Please copy the stretch of lines from the one containing "Expected: one point per instance of the overcast" through the last line, adding -56 to each point coordinate in the answers and keeping everything else unchanged.

## PROVIDED RECORDS
<<<<
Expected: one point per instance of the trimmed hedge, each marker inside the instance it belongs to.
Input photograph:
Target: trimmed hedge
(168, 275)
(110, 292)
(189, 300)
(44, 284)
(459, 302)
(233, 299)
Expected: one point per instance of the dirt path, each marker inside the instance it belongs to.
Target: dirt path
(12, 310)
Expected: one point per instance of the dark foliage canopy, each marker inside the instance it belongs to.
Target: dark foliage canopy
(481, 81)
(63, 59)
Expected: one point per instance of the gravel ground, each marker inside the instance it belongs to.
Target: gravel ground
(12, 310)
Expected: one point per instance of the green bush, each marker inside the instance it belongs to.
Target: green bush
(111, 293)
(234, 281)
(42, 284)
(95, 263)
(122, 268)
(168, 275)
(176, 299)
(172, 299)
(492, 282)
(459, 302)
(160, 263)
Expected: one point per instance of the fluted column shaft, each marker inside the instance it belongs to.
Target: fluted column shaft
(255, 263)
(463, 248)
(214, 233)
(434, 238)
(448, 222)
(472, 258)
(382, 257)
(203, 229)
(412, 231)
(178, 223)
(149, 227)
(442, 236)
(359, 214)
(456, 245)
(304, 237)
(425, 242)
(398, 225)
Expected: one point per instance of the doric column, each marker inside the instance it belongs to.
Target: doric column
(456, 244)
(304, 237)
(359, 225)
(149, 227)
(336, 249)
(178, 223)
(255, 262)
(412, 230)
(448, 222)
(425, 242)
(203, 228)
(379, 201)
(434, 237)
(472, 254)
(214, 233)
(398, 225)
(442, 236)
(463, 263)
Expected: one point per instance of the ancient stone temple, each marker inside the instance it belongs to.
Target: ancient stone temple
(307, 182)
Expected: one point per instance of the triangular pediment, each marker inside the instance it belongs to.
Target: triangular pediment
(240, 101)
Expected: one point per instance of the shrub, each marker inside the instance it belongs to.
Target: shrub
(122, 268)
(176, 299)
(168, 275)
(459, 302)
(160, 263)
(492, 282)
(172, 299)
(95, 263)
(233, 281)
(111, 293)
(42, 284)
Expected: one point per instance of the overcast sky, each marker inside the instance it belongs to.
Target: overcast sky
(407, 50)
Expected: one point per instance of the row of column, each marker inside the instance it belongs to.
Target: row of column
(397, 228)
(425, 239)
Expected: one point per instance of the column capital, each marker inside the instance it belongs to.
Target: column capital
>>>>
## ANSWER
Expected: one point per instance of the overcast sky, each marker inside the instance it belongs to.
Target: overcast sky
(351, -6)
Expected: one point per instance of the row of column, each marker inside the instance it belongs to.
Target: row of column
(341, 172)
(369, 183)
Expected: one point per instance of the column capital, each marker inside the instance it belongs to.
Target: column capital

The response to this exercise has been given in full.